Directions -
a) Extract the part of the passage about Zach and the neurodiverse puppetry company starting at "On last year’s" and ending at "it in motion.".
b) In the passage about Zach and the neurodiverse puppetry company, where did Zach move?
c) Proceed with the passage about Zach and the neurodiverse puppetry company, picking up after its final sentence.

Passage -
A lot of this year has been keeping each other safe as we looked for new bases of operation. We did not physically see Zach for two years, as he and I were both considered high risk for the virus.

On last year’s World Puppetry Day, Zach had written a post about what we’d done together with the Civil Rights, Civil Rites  Project, and how we were planning, the three of us, to form an entirely Neuro diverse company. We were in stasis, but we had a plan, and methods to get it in motion.

Months later, Zach texted to tell me he had moved to Maine. It was emotional and it was hard. the Philadelphia-based autism organization had not only never come to any of the public events where Zach was absolutely killing it — this project had never, despite my repeated invitations, “Liked” us on Facebook.

After two years of winning this organization’s seed grant, then a year of participating in their Advisory Board, I felt the only advice I had to give was to the organization itself: watch it with the erasure and silencing of neurodivergent Advisory Board members.

Supplied records -
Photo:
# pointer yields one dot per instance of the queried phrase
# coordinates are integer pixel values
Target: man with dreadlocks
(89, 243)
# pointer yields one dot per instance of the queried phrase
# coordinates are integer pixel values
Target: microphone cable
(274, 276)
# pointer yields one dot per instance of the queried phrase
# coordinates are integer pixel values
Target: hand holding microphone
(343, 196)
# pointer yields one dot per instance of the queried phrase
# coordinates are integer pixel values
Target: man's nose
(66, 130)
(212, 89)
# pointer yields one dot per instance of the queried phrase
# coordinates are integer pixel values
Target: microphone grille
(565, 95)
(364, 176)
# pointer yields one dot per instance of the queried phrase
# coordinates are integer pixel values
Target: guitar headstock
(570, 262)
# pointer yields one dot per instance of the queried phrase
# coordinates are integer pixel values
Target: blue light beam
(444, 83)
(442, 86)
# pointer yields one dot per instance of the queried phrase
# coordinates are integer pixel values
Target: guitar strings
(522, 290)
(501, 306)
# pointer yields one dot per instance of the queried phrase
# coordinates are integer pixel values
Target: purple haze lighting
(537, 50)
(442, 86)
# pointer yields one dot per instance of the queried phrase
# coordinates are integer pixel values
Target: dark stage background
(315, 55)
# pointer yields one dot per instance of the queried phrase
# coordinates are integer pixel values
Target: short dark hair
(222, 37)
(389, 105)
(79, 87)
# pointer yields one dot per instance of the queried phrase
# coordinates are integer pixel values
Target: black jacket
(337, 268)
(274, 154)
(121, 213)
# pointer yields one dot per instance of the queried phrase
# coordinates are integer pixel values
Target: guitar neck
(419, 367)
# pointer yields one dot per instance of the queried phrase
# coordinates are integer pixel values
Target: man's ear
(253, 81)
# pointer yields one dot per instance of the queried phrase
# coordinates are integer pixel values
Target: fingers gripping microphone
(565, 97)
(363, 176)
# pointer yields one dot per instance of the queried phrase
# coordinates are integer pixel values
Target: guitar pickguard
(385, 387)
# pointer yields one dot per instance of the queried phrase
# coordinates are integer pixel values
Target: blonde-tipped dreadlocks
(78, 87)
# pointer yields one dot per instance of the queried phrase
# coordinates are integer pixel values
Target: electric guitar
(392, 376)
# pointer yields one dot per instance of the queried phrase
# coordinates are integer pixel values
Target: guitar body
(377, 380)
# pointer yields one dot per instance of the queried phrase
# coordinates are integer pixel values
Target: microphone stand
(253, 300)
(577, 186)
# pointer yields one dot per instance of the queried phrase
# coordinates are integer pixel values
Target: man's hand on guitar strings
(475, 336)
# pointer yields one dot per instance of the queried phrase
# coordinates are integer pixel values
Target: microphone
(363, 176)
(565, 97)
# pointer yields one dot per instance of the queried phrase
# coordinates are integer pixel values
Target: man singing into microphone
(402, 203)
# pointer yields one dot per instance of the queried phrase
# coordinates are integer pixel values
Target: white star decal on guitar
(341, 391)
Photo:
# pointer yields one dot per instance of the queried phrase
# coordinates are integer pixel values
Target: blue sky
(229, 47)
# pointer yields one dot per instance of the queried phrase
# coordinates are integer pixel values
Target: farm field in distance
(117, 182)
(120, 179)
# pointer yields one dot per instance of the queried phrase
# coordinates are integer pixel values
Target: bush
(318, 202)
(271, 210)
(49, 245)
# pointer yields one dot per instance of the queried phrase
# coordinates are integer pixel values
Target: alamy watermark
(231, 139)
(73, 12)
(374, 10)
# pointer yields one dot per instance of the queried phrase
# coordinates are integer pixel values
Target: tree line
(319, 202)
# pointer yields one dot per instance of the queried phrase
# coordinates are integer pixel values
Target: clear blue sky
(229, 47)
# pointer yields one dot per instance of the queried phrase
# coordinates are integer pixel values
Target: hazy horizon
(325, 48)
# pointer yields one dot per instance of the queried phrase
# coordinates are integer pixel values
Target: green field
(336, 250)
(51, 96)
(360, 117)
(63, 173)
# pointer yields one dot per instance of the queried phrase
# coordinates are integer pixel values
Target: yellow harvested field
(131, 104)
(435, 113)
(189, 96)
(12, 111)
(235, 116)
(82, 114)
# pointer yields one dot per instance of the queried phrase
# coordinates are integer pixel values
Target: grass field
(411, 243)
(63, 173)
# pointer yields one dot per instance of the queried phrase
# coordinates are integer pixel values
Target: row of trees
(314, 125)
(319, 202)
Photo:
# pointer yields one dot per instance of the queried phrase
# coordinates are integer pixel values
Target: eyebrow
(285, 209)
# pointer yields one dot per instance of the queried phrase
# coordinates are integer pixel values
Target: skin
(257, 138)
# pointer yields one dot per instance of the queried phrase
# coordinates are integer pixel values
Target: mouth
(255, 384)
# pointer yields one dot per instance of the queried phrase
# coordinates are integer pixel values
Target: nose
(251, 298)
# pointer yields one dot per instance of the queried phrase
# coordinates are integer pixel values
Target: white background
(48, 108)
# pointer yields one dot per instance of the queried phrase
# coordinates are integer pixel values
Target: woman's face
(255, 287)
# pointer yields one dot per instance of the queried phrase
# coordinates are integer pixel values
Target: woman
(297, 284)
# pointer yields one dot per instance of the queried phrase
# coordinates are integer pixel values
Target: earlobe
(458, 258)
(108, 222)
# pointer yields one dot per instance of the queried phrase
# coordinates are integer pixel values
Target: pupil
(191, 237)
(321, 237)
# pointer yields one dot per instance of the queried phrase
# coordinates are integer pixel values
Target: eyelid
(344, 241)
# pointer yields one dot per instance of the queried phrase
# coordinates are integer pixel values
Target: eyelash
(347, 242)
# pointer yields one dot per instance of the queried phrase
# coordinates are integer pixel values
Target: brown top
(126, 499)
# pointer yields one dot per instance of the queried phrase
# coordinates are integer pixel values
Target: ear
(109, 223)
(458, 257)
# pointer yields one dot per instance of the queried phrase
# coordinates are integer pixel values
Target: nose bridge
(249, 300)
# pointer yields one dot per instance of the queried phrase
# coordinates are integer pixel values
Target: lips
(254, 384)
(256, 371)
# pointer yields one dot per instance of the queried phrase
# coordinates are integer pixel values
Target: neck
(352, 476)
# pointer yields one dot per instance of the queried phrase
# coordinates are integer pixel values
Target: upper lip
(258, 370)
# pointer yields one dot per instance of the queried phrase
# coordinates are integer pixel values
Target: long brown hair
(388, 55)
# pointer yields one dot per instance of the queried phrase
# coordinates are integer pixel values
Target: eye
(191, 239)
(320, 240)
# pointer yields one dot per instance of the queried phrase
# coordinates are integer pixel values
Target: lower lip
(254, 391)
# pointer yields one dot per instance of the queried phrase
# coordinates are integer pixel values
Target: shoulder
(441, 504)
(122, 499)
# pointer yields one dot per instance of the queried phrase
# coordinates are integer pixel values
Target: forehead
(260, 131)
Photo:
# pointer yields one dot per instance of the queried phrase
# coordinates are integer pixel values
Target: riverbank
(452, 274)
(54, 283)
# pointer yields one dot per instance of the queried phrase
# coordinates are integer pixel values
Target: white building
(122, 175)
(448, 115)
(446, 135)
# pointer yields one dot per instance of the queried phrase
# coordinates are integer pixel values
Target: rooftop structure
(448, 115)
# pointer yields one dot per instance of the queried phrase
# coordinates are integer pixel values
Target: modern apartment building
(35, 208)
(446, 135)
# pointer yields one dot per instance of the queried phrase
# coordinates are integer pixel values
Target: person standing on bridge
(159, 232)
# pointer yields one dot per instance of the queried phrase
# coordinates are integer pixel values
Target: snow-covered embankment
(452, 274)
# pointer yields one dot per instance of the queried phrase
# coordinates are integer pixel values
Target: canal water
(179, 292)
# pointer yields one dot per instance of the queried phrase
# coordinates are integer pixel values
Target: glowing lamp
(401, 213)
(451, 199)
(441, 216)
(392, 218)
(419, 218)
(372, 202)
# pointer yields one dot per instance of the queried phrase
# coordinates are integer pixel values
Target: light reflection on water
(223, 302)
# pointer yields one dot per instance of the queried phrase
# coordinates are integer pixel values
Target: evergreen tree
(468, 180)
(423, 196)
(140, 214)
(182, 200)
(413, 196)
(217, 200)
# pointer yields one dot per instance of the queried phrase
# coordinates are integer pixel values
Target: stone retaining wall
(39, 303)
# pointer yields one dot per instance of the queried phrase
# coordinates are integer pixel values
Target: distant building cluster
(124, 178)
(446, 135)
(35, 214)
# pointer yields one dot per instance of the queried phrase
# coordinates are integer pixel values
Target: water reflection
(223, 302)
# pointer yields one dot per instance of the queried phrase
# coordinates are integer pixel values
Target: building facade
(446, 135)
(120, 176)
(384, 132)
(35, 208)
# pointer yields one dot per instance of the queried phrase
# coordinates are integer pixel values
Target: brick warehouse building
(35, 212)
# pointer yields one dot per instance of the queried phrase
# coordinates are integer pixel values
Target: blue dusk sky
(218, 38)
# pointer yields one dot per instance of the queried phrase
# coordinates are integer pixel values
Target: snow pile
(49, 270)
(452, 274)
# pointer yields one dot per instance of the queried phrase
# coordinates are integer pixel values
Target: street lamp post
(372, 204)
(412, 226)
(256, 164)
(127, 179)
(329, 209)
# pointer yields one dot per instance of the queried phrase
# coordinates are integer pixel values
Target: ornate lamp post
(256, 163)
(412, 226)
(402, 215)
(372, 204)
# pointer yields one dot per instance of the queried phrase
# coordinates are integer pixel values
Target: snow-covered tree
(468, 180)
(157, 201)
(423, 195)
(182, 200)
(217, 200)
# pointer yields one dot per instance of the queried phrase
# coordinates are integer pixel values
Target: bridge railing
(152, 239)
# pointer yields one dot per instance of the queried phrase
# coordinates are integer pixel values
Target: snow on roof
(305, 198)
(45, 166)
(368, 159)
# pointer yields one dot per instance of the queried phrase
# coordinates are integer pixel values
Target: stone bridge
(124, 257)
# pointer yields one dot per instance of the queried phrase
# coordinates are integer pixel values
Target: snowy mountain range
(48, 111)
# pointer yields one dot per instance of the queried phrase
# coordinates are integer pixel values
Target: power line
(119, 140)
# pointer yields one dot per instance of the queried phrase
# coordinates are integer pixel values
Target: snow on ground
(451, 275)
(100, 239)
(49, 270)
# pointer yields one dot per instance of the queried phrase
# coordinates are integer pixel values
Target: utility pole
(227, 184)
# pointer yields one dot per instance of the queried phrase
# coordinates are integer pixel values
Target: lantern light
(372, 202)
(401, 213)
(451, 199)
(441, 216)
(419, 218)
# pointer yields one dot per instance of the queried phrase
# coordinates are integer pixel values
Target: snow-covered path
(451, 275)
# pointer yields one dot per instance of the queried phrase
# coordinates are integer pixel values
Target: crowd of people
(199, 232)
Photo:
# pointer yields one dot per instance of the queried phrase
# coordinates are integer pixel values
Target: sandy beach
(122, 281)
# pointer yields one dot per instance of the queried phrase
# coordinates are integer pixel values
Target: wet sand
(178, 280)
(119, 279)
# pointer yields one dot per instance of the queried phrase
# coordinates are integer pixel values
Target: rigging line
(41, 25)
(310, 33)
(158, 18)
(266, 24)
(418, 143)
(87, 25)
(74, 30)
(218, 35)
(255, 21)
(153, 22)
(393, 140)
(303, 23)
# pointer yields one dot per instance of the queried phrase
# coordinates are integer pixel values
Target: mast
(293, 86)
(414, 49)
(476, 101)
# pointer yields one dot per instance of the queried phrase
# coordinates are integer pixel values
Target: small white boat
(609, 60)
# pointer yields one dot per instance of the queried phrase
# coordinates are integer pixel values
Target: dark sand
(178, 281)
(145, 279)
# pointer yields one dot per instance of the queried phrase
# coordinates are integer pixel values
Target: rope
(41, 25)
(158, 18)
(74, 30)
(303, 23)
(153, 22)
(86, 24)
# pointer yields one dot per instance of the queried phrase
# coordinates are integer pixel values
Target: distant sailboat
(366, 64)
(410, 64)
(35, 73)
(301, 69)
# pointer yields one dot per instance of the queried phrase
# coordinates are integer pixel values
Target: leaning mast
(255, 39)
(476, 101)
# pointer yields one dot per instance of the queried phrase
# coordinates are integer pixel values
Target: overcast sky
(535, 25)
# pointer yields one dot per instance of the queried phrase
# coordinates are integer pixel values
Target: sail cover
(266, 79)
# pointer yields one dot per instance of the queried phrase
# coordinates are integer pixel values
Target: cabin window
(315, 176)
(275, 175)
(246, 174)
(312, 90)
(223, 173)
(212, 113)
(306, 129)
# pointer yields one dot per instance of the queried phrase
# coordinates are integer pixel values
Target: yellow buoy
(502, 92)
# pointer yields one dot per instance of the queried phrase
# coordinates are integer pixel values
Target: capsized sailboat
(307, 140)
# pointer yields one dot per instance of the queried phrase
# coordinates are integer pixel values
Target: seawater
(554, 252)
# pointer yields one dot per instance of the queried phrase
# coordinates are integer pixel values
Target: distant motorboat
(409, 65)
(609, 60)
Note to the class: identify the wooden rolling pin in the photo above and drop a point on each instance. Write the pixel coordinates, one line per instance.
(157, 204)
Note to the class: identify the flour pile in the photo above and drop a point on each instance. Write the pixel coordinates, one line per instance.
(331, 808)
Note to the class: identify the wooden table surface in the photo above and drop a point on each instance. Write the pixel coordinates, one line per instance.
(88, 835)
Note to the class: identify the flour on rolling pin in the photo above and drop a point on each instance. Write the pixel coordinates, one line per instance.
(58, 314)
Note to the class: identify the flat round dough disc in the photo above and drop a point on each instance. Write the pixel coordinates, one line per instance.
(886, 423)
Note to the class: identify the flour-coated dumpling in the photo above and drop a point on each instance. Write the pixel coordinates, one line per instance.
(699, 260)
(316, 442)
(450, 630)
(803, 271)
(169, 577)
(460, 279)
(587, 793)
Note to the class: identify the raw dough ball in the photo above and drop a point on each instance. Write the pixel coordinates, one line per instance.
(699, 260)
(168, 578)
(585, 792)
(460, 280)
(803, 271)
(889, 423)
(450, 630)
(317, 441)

Answer section -
a)
On last year’s World Puppetry Day, Zach had written a post about what we’d done together with the Civil Rights, Civil Rites  Project, and how we were planning, the three of us, to form an entirely Neuro diverse company. We were in stasis, but we had a plan, and methods to get it in motion.

b) Maine

c)
So. Tuck, Amber and Zach. Zack with a million ideas plotted out from beginning to end, Amber with a hard, fast goal of learning more specifics about armature and cord-free circuitry, and Tuck trying to squeeze in his Ph. D around us. This was something we could work with.

Then Zack called to tell me he’d moved to Maine, and to ask for directions to my friend’s peacock farm.

If there’s one thing I have learned about Zach’s family, it is that they will move across the country if they think there were more opportunities there for Zach. In this they absolutely have my vote. But Maine? What was in Maine?

One of my best friends since high school — not the one whose puppets were all over my bedroom, but the one who was a farmer in Maine — is in Maine. And raised peacocks. Anyone who has seen this blog knows Zach’s feelings about peacocks. And albino peacocks. Which my friend also had.

It took Zachary no time to find them.

After so many projects with Zach, and making blueprints for the ship that could sustain us while we took the time we needed with those projects… Right now we coast with good wishes and friendship formed.

I wanted to look beyond the small, modest parade to the truly one-off and personal. Okay, I wanted a reason to hang with my kids. cosplay. Tuck and I had had some couples costumes in mind for years. This felt much more private, intimate, and personal.

Since we knew we would be having a slow few years, I set out to learn more and read more. I wanted to practice making small circuitry. I wanted to think about my “bucket list” of events to attend, and to make sure there were original, impossible-to-imitate. There are a lot of puppet parades in the world these days, and things had started to feel samey-samey.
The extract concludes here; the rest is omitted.